• [GOAL 1]
Decide whether each statement below agrees with the 2-allylcyclohexanone procedure. Answer yes or no for (a), (b) and (c), and quote the words of the procedure that settle each one: (a) About 3 hours of distillation yields 110 g. of distillate. (b) Aqueous sodium hydroxide is used to wash the acid out of the residue. (c) The last of the toluene is collected at a pressure of 100 mm.
• [GOAL 2]
Carry on writing the 2-allylcyclohexanone procedure, starting right after its final sentence.

A Publication
of Reliable Methods
for the Preparation
of Organic Compounds
Annual Volume
Org. Synth. 1962, 42, 14
DOI: 10.15227/orgsyn.042.0014
[Cyclohexanone, 2-allyl-]
Submitted by W. L. Howard and N. B. Lorette1.
Checked by Melvin S. Newman and W. S. Gaugh.
1. Procedure
A solution of 196 g. (1 mole) of cyclohexanone diallyl acetal (Note 1), 150 g. of toluene, and 0.10 g. of p-toluenesulfonic acid is distilled through a good fractionating column (Note 2). In about 3 hours, 110 g. of distillate boiling at 91–92° (Note 3) is obtained and the temperature in the head then rises abruptly. The residue in the distilling flask is cooled and washed with 5 ml. of aqueous potassium carbonate to remove the acid. The remaining solution is passed through a filter containing anhydrous powdered magnesium sulfate and returned to the still. Most of the remaining toluene is removed by distillation at 100 mm. pressure (b.p. 52°). The receiver is changed, the pressure is reduced to 15 mm., and the last of the toluene is collected in a cold trap. The residual oil is rapidly vacuum-distilled to separate the product from a higher-boiling residue. Redistillation yields 117–126 g. (85–91%) of 2-allylcyclohexanone, b.p. 86–88°/15 mm., nD25 1.4670.
2. Notes
1. The preparation of cyclohexanone diallyl acetal is described on p. 292.
2. A 14-in. helices-packed column is sufficient.

• [LISTED ENTRIES]

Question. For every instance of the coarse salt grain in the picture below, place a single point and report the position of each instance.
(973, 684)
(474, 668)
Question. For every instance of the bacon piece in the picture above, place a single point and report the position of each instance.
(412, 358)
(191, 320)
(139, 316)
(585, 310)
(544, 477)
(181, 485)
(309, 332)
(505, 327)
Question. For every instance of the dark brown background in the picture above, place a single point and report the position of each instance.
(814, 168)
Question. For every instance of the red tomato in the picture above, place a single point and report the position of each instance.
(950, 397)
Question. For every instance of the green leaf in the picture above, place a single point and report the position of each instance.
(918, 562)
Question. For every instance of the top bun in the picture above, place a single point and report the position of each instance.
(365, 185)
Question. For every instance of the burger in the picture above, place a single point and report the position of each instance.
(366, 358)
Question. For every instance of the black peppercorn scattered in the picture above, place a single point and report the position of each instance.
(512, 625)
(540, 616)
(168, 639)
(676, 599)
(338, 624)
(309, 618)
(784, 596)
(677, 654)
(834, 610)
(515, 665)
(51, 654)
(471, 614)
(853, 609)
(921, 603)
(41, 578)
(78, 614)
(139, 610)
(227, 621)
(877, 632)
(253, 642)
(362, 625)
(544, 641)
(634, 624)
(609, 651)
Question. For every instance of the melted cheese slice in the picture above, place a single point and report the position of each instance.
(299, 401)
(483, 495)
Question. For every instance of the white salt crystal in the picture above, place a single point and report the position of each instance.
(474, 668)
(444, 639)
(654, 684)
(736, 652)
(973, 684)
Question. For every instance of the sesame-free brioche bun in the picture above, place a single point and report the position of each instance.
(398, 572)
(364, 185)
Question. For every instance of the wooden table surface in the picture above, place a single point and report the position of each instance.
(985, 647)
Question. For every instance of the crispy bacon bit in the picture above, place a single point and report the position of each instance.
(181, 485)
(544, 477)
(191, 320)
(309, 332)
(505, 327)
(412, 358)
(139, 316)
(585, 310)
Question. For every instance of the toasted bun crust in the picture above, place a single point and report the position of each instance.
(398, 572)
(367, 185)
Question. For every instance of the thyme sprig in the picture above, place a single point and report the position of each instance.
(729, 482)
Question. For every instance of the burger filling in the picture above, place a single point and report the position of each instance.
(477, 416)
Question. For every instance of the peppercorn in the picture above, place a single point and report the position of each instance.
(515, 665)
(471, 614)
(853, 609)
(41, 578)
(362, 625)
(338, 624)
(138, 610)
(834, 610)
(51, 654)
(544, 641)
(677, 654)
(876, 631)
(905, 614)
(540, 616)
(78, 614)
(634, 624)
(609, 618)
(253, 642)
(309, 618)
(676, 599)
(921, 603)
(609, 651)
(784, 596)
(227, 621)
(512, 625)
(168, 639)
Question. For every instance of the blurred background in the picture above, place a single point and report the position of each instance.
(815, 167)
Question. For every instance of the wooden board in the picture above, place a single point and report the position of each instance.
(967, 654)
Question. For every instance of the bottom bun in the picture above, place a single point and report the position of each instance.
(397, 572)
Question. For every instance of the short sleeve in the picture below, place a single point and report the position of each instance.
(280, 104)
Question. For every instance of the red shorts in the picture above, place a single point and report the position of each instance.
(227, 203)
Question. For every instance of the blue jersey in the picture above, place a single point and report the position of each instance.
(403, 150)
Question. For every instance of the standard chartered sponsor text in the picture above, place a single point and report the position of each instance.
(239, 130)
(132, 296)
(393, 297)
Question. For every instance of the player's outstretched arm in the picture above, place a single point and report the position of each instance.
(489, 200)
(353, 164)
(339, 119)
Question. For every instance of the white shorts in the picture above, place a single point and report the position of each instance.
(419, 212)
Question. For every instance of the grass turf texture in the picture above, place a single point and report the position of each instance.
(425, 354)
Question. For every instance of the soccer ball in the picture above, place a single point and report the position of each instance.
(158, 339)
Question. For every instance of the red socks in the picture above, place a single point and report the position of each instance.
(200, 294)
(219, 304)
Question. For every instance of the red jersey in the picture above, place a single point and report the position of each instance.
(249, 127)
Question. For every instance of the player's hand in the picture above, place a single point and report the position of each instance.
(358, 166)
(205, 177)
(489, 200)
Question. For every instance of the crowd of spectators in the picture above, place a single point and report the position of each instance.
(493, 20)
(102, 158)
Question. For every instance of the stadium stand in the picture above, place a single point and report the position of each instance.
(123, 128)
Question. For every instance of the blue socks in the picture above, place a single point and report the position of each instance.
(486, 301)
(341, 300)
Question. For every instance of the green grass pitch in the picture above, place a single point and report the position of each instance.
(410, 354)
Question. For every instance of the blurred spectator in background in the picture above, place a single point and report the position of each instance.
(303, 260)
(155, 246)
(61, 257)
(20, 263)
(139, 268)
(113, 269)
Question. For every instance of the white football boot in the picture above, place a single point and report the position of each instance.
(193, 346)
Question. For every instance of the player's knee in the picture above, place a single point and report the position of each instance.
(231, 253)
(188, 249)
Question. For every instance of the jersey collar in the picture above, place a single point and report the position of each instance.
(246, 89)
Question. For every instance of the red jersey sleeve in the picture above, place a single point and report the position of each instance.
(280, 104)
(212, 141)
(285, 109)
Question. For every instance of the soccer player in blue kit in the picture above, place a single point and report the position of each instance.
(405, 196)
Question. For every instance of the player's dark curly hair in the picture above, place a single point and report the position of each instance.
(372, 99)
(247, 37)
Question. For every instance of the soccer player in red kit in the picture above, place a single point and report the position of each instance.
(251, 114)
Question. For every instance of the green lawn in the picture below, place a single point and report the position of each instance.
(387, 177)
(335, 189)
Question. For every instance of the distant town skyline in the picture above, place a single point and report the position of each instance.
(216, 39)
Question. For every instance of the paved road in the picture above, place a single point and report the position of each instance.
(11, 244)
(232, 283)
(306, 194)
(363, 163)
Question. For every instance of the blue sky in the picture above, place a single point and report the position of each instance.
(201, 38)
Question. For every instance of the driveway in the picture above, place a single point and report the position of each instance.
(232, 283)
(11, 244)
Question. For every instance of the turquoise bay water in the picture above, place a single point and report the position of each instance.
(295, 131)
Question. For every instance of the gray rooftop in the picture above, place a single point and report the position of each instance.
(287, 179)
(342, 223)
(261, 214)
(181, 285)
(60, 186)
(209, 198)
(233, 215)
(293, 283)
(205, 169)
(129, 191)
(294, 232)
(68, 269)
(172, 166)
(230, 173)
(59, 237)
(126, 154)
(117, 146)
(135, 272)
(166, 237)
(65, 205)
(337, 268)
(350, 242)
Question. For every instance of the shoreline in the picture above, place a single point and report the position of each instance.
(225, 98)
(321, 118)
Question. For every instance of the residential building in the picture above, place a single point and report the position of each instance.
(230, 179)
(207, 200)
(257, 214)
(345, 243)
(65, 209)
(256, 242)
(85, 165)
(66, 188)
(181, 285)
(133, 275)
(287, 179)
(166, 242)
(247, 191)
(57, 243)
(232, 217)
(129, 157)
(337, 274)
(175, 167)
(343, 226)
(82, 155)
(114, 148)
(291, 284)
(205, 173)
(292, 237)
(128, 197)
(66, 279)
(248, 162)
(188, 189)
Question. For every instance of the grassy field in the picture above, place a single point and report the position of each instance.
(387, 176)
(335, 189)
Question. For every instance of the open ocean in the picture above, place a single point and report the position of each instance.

• [RESPONSE 1]
(a) Yes: "In about 3 hours, 110 g. of distillate boiling at 91–92° (Note 3) is obtained"
(b) No: "washed with 5 ml. of aqueous potassium carbonate to remove the acid"
(c) No: "the pressure is reduced to 15 mm., and the last of the toluene is collected in a cold trap"

• [RESPONSE 2]
3. This distillate is the azeotrope of toluene and allyl alcohol whose composition is about 50% allyl alcohol by weight.2
3. Discussion
2-Allylcyclohexanone has been prepared from the sodium derivative of cyclohexanone by alkylation with allyl bromide3 or with allyl iodide,4 and by ketonic hydrolysis of ethyl 1-allyl-2-ketocyclohexanecarboxylate.5,6
4. Merits of Preparation
This procedure, when combined with the preparation of allyl ketals (p. 292), provides a general method for obtaining allyl substitution alpha to a carbonyl group. A discussion of some of these applications, as well as the vinyl allyl ether rearrangement which is involved, has been given by Hurd and Pollack.7 Also, the procedure can be repeated to allow the introduction of more than one allyl group.

References and Notes
  1. The Dow Chemical Company, Texas Division, Freeport, Texas.
  2. L. H. Horsley and co-workers, Advances in Chem. Ser., No. 6, Azeotropic Data, American Chemical Society, Washington, 1955, p. 83.
  3. C. A. VanderWerf and L. V. Lemmerman, Org. Syntheses Coll. Vol. 3, 44 (1955).
  4. R. Cornubert, Ann. Chim., [9] 16, 145 (1921).
  5. A. C. Cope, K. E. Hoyle, and D. Heyl, J. Am. Chem. Soc., 63, 1848 (1941).
  6. R. Grëwe, Ber., 76, 1075 (1943).
  7. C. D. Hurd and M. A. Pollack, J. Am. Chem. Soc., 60, 1905 (1938).

Chemical Abstracts Nomenclature (Collective Index Number);
(Registry Number)

sodium derivative of cyclohexanone

potassium carbonate (584-08-7)

Allyl bromide (106-95-6)

Allyl alcohol (107-18-6)

allyl iodide (556-56-9)

toluene (108-88-3)

magnesium sulfate (7487-88-9)

Cyclohexanone, 2-allyl- (94-66-6)

ethyl 1-allyl-2-ketocyclohexanecarboxylate

Cyclohexanone diallyl acetal (53608-84-7)

p-toluenesulfonic acid (104-15-4)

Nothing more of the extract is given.